### PROBLEM DETAILS
If a line in the entries below contains "flower", copy it.

Stored data entries:
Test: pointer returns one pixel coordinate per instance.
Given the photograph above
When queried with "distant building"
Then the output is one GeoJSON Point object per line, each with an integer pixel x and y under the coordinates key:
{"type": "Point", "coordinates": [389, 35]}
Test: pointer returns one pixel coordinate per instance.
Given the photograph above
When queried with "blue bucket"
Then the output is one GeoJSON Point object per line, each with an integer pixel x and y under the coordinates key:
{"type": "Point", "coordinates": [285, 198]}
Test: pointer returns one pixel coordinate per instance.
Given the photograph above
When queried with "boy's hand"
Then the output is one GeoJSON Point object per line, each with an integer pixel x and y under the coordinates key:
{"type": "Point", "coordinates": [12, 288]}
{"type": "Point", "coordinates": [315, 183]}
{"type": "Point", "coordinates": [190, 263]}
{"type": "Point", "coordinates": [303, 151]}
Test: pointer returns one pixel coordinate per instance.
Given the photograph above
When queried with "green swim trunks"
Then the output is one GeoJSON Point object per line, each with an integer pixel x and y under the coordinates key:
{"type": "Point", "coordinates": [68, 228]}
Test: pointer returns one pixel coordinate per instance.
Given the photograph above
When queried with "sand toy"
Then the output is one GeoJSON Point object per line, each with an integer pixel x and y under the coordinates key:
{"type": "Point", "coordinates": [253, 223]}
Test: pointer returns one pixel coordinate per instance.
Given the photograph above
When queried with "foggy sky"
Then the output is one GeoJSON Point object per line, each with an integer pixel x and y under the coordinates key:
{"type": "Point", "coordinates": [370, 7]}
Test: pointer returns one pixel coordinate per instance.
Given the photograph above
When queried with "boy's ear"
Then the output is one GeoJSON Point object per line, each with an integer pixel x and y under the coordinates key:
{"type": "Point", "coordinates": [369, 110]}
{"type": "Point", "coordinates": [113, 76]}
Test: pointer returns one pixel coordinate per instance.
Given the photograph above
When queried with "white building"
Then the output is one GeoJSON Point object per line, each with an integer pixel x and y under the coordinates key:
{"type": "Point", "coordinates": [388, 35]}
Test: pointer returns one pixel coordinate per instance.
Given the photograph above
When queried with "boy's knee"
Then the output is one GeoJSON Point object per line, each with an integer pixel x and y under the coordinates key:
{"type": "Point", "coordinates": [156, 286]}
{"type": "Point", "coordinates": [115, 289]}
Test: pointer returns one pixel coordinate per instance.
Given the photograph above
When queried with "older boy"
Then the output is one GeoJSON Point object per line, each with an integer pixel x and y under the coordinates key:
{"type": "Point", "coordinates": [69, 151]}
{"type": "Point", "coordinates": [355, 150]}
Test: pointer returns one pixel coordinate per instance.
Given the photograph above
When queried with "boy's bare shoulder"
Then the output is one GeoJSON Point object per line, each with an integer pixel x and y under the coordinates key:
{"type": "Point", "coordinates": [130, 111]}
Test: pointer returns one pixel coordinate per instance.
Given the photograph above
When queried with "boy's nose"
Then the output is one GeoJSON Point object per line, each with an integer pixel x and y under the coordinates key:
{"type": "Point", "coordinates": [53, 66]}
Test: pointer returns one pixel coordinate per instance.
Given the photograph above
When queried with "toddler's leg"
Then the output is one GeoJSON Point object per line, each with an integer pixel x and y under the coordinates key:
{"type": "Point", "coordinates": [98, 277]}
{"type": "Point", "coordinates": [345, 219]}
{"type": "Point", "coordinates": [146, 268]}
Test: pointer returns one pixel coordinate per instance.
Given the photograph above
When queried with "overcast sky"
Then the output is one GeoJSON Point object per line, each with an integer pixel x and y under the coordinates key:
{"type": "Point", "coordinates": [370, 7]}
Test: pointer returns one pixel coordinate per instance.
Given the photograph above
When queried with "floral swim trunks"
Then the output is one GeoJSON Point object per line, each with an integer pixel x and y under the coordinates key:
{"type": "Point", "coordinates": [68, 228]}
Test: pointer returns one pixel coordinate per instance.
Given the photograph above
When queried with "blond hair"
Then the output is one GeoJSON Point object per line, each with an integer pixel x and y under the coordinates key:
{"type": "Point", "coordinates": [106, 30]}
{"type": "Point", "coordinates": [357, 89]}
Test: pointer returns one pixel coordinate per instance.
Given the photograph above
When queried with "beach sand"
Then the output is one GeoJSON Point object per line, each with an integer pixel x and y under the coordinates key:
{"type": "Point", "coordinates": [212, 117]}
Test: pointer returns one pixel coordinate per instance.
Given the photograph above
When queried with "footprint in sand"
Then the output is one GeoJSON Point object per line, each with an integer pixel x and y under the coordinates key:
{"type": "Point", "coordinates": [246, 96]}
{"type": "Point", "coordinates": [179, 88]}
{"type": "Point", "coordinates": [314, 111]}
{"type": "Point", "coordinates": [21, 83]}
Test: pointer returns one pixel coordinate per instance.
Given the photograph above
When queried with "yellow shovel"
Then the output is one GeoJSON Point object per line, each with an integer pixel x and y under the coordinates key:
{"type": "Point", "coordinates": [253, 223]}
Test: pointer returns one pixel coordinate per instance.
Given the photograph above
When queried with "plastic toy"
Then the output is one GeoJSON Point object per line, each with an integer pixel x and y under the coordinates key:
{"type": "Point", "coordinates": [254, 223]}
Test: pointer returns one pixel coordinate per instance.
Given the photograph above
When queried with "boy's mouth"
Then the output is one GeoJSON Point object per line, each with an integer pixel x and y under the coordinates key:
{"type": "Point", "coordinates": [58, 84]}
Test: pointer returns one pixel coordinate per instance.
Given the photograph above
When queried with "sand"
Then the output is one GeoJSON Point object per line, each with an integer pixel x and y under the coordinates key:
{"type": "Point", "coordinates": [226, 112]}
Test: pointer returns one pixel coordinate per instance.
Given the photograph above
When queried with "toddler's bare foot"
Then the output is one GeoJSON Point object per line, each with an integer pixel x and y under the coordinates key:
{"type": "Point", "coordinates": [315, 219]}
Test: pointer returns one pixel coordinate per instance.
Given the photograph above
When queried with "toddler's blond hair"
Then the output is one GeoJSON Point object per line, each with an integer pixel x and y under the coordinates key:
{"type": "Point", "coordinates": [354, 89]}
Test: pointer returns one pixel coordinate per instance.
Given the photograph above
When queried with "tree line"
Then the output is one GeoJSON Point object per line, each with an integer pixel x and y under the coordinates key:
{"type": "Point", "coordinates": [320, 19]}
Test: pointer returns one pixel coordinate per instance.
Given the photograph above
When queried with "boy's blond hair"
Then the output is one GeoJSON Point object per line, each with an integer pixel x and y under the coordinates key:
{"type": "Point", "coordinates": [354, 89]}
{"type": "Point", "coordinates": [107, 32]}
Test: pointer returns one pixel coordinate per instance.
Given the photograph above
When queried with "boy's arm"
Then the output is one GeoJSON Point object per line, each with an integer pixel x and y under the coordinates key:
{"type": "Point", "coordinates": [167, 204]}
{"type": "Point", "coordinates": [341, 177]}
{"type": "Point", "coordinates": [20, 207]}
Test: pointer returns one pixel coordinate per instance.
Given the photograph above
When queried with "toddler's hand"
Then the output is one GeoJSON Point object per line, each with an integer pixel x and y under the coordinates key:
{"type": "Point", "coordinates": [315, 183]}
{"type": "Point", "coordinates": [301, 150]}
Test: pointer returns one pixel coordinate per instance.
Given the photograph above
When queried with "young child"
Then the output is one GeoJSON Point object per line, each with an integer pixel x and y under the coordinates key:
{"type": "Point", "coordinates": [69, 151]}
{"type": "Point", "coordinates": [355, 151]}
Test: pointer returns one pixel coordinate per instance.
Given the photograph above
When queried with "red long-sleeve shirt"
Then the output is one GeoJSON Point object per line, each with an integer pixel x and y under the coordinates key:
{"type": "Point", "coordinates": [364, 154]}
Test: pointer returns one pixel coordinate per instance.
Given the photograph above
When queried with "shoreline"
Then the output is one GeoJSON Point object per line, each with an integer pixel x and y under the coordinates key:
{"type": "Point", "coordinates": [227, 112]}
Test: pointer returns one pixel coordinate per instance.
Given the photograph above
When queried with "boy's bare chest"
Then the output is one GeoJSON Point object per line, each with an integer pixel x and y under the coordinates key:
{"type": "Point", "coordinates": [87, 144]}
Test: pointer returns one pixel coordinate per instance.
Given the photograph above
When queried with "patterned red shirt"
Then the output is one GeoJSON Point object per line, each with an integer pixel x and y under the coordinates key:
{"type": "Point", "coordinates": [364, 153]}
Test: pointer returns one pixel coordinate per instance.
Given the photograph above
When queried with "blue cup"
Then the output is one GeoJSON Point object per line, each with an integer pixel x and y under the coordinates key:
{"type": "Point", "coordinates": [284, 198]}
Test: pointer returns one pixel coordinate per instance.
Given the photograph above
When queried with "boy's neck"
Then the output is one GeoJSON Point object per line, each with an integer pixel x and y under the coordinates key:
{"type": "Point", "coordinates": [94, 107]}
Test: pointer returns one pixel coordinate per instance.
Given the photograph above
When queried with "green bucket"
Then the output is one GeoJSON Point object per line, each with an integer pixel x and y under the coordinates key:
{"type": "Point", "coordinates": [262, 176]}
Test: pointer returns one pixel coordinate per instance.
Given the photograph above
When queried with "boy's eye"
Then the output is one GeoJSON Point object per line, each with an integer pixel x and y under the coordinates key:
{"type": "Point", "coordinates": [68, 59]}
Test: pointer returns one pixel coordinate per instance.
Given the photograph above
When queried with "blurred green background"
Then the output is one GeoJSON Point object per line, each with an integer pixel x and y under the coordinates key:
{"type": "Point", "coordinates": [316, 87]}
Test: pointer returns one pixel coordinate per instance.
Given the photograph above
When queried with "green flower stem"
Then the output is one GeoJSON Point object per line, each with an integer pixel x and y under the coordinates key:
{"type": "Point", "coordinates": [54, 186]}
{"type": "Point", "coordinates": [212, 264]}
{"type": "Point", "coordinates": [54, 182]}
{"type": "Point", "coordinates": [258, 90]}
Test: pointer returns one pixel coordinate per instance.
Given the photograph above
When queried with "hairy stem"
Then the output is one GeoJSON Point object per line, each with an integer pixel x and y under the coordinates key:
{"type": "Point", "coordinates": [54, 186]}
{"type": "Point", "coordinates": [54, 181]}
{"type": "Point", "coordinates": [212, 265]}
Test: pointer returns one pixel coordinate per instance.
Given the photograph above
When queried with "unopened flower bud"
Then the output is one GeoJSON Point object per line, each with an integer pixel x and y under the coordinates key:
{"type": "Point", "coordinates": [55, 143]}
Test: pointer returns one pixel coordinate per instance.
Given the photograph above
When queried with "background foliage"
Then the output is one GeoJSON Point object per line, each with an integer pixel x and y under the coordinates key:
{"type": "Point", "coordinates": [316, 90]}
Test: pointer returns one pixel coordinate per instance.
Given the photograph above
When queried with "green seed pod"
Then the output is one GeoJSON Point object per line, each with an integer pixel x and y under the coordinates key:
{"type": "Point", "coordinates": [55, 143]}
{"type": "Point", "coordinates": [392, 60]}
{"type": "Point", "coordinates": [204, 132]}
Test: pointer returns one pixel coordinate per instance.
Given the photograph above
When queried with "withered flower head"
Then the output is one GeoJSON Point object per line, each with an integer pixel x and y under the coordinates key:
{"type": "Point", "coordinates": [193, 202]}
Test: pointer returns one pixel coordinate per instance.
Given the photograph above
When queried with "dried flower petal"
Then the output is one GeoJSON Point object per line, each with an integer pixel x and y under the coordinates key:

### SOLUTION BELOW
When queried with "green flower stem"
When queried with "unopened flower bud"
When queried with "withered flower head"
When queried with "dried flower petal"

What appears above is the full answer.